Dataset rows on where objects appear:
· · · · ·

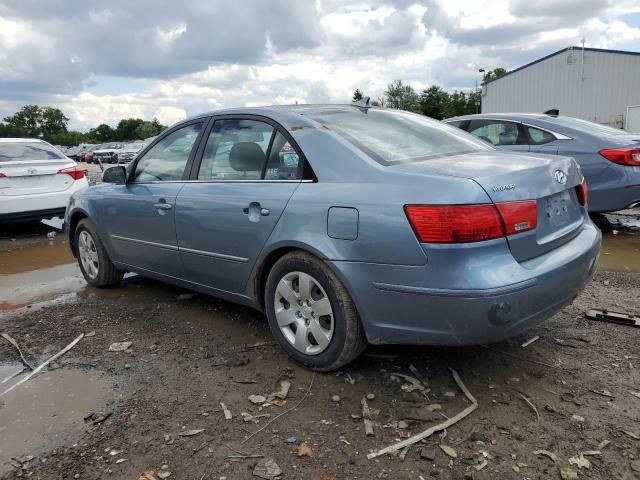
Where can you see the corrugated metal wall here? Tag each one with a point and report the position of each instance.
(610, 83)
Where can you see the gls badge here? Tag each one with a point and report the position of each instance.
(560, 177)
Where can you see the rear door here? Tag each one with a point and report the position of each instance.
(502, 134)
(140, 216)
(31, 168)
(249, 169)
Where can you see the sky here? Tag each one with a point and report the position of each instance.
(102, 61)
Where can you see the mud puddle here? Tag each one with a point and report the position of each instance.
(46, 411)
(620, 241)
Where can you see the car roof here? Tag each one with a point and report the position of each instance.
(506, 116)
(22, 140)
(287, 115)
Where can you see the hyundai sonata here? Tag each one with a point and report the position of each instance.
(347, 225)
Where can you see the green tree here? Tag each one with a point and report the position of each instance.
(126, 129)
(401, 96)
(433, 102)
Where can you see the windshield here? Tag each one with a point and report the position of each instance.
(392, 136)
(16, 152)
(586, 126)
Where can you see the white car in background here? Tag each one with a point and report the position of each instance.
(36, 180)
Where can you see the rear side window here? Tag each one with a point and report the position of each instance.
(539, 137)
(497, 132)
(16, 152)
(391, 136)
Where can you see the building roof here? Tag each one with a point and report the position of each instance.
(602, 50)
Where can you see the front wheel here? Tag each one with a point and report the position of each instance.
(311, 314)
(94, 262)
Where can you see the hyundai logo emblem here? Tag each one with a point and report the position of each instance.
(560, 177)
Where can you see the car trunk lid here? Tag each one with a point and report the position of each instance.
(31, 177)
(509, 177)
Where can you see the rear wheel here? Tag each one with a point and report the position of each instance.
(311, 314)
(94, 262)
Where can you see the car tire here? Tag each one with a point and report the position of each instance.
(346, 337)
(93, 259)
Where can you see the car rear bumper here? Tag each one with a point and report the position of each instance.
(414, 305)
(37, 206)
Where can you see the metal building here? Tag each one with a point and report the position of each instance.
(598, 85)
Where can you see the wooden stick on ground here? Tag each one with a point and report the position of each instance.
(11, 340)
(280, 415)
(41, 366)
(436, 428)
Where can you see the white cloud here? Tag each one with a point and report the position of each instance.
(206, 55)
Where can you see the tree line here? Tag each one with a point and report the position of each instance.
(50, 124)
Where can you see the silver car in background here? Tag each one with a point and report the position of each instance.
(609, 157)
(347, 225)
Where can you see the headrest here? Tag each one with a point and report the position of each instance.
(246, 157)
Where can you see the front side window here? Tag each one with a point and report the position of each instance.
(539, 137)
(168, 158)
(27, 151)
(236, 150)
(497, 132)
(391, 137)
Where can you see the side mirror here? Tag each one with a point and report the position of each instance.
(117, 175)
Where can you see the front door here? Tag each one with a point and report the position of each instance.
(247, 174)
(140, 215)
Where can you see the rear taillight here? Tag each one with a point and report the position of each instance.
(471, 223)
(629, 157)
(74, 172)
(581, 192)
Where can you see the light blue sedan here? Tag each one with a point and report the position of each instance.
(347, 225)
(609, 157)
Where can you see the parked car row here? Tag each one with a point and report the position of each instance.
(105, 153)
(609, 157)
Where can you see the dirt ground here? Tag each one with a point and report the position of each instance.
(95, 413)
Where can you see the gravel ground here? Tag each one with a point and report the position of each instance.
(103, 414)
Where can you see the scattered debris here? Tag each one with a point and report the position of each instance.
(120, 346)
(449, 451)
(547, 453)
(285, 386)
(436, 428)
(247, 417)
(603, 392)
(42, 365)
(12, 341)
(281, 414)
(366, 418)
(185, 296)
(304, 450)
(191, 433)
(531, 405)
(580, 461)
(530, 341)
(227, 412)
(414, 383)
(568, 473)
(614, 317)
(267, 469)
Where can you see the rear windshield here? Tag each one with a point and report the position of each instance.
(392, 136)
(12, 152)
(586, 126)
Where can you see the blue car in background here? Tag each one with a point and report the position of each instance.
(346, 225)
(609, 157)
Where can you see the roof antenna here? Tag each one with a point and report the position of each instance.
(363, 103)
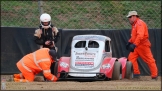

· · · · ·

= Task directions =
Count the lines in the records above that contain the string "side", treating uppercase and lowercase as different. Reply with the number only.

= Final result =
3